*** Opening GIVEN DATA ***
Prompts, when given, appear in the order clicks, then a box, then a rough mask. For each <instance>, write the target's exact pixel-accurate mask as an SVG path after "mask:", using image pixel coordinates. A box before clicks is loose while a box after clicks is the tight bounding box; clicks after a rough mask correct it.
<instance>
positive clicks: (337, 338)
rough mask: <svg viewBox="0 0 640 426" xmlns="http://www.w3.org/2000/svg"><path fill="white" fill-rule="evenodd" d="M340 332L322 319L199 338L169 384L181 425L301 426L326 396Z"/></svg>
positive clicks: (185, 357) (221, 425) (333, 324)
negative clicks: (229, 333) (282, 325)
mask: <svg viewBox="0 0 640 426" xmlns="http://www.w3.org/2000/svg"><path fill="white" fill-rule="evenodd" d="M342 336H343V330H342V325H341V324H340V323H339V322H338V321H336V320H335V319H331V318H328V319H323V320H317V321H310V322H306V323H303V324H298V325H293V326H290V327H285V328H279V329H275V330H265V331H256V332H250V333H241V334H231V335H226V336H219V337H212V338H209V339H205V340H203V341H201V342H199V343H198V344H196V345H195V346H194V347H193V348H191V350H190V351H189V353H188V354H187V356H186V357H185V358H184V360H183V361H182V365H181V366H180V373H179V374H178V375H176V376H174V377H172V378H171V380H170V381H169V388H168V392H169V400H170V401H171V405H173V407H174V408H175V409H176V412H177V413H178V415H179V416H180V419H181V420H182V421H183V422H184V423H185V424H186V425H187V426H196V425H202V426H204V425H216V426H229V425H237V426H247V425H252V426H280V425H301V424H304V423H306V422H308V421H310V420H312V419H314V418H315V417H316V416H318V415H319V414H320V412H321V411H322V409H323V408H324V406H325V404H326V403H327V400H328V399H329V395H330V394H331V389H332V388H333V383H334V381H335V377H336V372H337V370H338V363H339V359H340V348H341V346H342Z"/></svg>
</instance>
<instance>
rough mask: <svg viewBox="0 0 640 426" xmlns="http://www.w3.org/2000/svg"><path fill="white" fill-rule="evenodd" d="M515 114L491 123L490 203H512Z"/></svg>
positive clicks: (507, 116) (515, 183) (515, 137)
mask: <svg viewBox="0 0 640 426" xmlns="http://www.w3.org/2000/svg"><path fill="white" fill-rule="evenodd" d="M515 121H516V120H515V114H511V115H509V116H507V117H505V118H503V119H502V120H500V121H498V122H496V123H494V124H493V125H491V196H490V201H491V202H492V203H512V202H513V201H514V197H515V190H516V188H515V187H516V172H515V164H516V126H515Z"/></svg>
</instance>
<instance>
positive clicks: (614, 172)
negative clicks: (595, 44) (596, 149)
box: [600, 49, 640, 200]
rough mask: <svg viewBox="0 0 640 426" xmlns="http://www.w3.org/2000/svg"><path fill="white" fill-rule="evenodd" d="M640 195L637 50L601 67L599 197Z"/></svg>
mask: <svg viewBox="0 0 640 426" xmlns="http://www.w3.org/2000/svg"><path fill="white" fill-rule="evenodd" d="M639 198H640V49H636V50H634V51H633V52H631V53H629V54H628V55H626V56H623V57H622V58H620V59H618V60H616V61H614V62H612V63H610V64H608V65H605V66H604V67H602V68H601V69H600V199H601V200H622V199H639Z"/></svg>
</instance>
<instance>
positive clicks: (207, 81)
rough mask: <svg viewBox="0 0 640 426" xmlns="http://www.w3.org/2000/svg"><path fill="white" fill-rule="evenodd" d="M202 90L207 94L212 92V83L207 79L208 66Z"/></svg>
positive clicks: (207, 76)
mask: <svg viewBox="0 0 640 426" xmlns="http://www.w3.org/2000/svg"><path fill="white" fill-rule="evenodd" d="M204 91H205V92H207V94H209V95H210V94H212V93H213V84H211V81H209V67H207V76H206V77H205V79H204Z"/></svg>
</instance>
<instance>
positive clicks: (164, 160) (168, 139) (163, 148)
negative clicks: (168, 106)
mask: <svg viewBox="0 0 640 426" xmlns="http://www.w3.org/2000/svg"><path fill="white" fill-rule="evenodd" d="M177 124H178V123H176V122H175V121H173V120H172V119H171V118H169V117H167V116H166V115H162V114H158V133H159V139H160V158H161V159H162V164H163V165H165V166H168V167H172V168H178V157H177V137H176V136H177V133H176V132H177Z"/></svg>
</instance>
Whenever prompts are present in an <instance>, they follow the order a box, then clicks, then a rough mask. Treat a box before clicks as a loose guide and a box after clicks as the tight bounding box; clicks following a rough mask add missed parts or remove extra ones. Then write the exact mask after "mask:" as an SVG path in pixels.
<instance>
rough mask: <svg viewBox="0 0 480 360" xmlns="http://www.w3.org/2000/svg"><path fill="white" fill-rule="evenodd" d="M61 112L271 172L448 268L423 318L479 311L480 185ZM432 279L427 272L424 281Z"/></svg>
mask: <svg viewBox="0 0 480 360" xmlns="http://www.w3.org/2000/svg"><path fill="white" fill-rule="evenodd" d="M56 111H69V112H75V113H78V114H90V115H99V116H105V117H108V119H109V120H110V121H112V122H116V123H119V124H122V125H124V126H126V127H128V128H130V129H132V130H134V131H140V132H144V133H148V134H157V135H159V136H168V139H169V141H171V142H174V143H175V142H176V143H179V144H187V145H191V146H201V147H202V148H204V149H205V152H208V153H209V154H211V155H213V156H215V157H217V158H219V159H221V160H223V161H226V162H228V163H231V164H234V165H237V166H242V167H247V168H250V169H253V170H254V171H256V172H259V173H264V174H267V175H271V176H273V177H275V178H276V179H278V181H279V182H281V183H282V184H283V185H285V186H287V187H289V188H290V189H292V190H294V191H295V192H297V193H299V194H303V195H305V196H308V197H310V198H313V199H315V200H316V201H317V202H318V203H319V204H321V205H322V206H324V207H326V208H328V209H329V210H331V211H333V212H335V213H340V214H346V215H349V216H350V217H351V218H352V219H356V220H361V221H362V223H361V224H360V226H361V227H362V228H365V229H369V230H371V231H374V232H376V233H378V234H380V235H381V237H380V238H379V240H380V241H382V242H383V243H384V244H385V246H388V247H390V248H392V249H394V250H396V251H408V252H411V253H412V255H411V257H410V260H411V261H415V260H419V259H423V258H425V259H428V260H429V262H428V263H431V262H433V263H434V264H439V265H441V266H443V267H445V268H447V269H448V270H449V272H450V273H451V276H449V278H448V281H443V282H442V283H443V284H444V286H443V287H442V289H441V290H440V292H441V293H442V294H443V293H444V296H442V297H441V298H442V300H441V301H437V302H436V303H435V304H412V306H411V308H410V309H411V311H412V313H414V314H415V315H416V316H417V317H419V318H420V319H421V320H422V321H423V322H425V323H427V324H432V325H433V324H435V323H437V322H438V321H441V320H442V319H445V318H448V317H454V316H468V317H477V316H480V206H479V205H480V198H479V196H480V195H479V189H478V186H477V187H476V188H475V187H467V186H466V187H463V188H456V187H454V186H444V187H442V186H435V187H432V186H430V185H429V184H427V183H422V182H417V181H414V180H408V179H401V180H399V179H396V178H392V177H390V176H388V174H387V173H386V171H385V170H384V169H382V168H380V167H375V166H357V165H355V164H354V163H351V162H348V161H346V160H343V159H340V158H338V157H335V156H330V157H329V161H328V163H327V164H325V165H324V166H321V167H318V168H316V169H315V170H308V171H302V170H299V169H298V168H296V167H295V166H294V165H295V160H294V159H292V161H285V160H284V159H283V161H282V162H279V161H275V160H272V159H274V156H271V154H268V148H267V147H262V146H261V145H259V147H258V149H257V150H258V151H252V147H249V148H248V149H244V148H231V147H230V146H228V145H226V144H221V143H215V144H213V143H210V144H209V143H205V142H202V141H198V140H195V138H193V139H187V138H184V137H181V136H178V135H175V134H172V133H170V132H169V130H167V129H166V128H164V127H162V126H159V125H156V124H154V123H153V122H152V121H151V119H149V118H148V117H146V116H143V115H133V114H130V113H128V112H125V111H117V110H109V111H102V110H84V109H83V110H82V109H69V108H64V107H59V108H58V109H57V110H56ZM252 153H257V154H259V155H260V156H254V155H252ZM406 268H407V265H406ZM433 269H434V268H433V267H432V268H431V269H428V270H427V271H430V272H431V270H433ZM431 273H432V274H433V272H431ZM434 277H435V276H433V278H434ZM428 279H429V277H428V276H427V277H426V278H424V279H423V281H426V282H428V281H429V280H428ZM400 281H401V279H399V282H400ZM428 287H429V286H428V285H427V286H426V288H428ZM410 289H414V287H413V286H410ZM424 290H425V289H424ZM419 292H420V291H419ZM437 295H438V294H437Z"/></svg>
*** Closing GIVEN DATA ***
REQUIREMENT — Duplicate the data from its beginning through the line containing "positive clicks: (337, 338)", including that line.

SOLUTION FOR THIS EXERCISE —
Prompts, when given, appear in the order clicks, then a box, then a rough mask. For each <instance>, write the target's exact pixel-accurate mask as an SVG path after "mask:", using image pixel coordinates. A box before clicks is loose while a box after clicks is the tight bounding box; clicks after a rough mask correct it.
<instance>
positive clicks: (337, 338)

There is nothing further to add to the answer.